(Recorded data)

__________

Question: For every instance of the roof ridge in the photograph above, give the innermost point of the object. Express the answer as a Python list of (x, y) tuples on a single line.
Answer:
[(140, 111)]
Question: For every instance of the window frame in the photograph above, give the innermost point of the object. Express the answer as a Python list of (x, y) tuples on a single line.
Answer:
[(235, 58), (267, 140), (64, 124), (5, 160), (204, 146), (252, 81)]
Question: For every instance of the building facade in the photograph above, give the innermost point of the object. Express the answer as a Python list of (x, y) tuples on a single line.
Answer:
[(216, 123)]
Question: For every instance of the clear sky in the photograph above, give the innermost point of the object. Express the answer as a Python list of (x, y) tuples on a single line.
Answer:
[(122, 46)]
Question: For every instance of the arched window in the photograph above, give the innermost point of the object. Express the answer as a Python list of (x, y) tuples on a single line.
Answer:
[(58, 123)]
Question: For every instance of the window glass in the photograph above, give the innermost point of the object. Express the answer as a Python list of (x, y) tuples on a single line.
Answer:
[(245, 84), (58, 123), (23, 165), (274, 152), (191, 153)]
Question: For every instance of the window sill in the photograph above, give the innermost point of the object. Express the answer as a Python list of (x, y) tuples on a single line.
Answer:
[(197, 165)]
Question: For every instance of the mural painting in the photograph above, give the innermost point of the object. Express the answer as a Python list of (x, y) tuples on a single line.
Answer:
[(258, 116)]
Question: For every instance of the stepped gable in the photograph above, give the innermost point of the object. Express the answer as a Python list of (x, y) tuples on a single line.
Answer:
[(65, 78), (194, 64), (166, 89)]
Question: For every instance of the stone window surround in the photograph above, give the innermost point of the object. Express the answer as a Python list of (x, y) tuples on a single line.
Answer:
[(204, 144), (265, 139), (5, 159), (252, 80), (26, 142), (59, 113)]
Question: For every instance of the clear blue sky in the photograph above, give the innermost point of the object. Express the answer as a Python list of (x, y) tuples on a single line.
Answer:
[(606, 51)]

__________

### Directions
Copy each line above that contains the word "point".

### Reply
Question: For every instance of the roof ridge in the photograph above, give the innermost point of the object. Express the answer as a Python list of (x, y) tuples on a single line.
Question: For every instance of the window frame in the photograph above, give the innermost point of the object. Express the answer as a Python list of (x, y) tuples on a single line.
Question: For every instance of the building facade in the photograph above, give the innermost point of the object. Express the answer as a Python list of (x, y) tuples on a single line.
Question: For every instance of the clear sky in the photograph above, give the innermost point of the object. Express the answer as a Python list of (x, y) tuples on a single line.
Question: For every instance of the arched window in the photograph above, give the innermost point of the object. Express the answer as a Python list of (x, y) tuples on a single line.
Question: For every instance of the window glass in the photograph above, give the innermost point of the object. Express the answer as a Python list of (x, y) tuples on a single line.
Question: For every instance of the window sill in the photograph above, give the innermost point of the object. Express the answer as a Python list of (x, y) tuples on a single line.
Question: For every instance of the mural painting in the photograph above, give the innermost point of the object. Express the answer as a Python list of (x, y) tuples on a single line.
Question: For every instance of the stepped gable in the photograph above, give the innermost point of the object. Express the answer as a Python list of (x, y) tuples on a single line.
Question: For every instance of the stone window surround in the photograph above, give the innermost point of the object. Express the answer as a Python list of (x, y) tuples on a single line.
Question: For every instance of the clear blue sky in the photograph above, give the innermost point of the object. Express the answer as a Python list of (x, y) tuples on a single line.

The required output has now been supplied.